* _SET EXERCISE_
Pull out each line below that contains the string "coords", and list them in their original order.
──────────
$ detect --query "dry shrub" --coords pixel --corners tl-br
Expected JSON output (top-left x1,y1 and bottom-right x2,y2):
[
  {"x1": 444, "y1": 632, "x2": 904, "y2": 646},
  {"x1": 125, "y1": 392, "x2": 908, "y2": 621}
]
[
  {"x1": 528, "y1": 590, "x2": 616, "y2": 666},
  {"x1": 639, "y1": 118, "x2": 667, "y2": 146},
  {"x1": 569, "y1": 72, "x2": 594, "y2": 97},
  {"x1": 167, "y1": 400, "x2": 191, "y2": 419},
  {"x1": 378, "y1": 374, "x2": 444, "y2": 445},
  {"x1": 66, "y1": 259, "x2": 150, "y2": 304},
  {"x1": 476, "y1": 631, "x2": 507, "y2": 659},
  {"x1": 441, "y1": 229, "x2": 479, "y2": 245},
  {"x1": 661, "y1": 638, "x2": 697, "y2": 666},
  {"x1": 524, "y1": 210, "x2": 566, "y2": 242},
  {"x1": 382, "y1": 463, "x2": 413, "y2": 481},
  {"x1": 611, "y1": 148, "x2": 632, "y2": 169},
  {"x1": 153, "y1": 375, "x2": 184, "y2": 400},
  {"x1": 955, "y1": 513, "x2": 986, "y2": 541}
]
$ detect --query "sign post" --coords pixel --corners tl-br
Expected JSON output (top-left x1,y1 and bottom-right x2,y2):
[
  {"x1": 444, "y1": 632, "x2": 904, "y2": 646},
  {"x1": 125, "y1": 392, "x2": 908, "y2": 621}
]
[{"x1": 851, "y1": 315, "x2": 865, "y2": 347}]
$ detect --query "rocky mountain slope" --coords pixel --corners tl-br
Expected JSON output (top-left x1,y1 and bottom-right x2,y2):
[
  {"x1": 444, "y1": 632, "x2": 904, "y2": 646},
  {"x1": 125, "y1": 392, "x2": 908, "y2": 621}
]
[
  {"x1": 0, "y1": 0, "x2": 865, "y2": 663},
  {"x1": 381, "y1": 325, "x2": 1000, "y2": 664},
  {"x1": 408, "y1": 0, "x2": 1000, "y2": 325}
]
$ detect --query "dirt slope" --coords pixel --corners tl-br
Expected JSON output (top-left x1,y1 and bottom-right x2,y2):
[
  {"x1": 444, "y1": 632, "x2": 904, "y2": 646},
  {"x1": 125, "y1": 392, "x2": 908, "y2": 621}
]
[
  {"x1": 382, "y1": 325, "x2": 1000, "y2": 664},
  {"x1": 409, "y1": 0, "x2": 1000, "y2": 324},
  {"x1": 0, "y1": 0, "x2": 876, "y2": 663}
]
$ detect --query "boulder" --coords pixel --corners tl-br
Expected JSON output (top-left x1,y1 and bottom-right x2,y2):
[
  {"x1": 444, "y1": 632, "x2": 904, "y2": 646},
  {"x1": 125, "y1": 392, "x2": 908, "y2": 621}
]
──────────
* _SOLUTION_
$ detect --query "dry shrub" --coords pixel --corners tl-br
$ detect --query "sign post" --coords pixel --corners tl-br
$ detect --query "rocky mountain slope" --coords pixel --corners tl-br
$ detect --query "dirt slope" --coords pixel --corners tl-br
$ detect --query "boulder" --coords pixel --corners tl-br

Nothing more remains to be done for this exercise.